### WHAT YOU HAVE TO DO
An exact reproduction of all the entries is the expected answer.

Referring expression data:
-- Opening Marker --

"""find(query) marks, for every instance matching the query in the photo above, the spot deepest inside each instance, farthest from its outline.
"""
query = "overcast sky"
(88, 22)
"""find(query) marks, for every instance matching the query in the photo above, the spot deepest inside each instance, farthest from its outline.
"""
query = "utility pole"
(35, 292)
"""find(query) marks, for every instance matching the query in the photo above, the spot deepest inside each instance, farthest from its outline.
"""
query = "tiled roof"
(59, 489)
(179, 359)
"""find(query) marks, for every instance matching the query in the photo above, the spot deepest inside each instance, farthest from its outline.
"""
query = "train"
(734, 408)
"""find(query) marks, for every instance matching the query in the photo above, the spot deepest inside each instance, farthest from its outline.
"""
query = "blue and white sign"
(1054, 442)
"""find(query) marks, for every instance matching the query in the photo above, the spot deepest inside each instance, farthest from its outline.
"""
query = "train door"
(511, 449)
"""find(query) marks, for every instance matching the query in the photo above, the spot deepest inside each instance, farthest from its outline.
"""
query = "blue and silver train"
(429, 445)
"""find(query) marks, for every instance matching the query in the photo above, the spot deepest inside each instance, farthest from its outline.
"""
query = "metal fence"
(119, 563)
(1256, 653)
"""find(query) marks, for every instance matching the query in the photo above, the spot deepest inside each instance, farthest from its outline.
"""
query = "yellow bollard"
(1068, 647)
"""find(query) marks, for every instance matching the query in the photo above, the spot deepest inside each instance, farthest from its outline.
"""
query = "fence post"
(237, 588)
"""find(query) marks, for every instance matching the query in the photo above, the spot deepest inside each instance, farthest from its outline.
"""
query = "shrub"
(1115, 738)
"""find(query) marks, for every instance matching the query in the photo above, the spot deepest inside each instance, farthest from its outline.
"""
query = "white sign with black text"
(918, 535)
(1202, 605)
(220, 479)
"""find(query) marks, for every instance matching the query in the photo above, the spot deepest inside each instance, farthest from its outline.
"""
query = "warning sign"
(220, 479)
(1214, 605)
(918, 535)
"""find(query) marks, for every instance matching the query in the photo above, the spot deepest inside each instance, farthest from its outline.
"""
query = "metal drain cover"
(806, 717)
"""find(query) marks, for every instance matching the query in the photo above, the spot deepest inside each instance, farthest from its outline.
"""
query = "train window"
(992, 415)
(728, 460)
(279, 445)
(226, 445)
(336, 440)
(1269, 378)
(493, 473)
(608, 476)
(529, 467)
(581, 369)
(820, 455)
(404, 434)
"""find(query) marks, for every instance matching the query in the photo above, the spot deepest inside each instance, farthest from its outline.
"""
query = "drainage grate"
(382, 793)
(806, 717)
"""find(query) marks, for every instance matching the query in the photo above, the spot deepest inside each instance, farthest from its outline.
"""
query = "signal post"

-- Closing Marker --

### TASK SOLUTION
"""find(query) marks, for every instance matching the query in the photo above, the spot deepest inside each instance, farthest from its outline.
"""
query = "overcast sky"
(88, 22)
"""find(query) marks, for every instance matching the query in the photo above, the spot deepest inside each instance, farthest from its outline.
"""
query = "utility pole"
(35, 292)
"""find(query) marks, for every instance matching the query in the photo above, the spot deepest inside each instance, farthest from its outline.
"""
query = "tiled roof"
(59, 489)
(179, 359)
"""find(query) marks, for every instance matching the query in the photo above, the spot deepest inside each instance, farthest from its outline.
"""
query = "train"
(734, 408)
"""find(query) marks, for every instance matching the query in the photo above, the spot deepest inside each instance, farthest from its outline.
"""
query = "blue and white sign"
(1054, 442)
"""find(query) marks, for every instance matching the query in the photo above, the spot deepest inside each instance, farthest from its outline.
"""
query = "train door"
(511, 449)
"""find(query) marks, for every instance matching the query in the photo above, the spot deepest inside each instance, farthest from its outline.
"""
query = "blue and silver train"
(429, 445)
"""find(query) marks, for every instance matching the query in the photo above, the spot deepest inside each instance, farthest from its outline.
"""
query = "metal fence"
(119, 563)
(1256, 653)
"""find(query) marks, for every instance matching the query in the photo above, the spot deepest inside each instance, farthest from its outline.
"""
query = "yellow bollard"
(1068, 647)
"""find(query) marks, for every instance matching the query in the photo above, the spot deepest inside each instance, farthest from its outline.
"""
query = "fence post"
(237, 588)
"""find(query) marks, for every instance matching the query in the photo above, the spot deepest inside each instance, farthest from its outline.
"""
query = "shrub"
(1115, 738)
"""find(query) marks, for every instance matching the query in the photo above, the spot deepest inside each instance, farthest from its outline.
"""
query = "white sign with black text"
(918, 535)
(1202, 605)
(220, 479)
"""find(query) marks, for every instance matching the query in the photo above, the spot deepest inside each instance, farthest from its outline.
"""
query = "warning sign"
(220, 479)
(1214, 605)
(918, 535)
"""find(query) marks, for every instance matching the query in the photo above, the spot deepest inside each instance, farthest from its outline.
"""
query = "metal drain cover"
(806, 717)
"""find(query) marks, for every instance matching the query in the photo above, the spot deepest inside each instance, farthest from its outline.
"""
query = "train window"
(992, 415)
(728, 460)
(279, 445)
(226, 445)
(336, 440)
(1269, 378)
(493, 473)
(608, 476)
(529, 467)
(581, 369)
(820, 455)
(404, 434)
"""find(query) marks, for every instance matching the query in the photo above, the spot deepest inside each instance, farthest from its outline.
"""
query = "drainage grate"
(382, 793)
(806, 717)
"""find(query) marks, for every instance matching the query in the photo above, the spot deepest inside each instance, farthest from its outline.
"""
query = "signal post"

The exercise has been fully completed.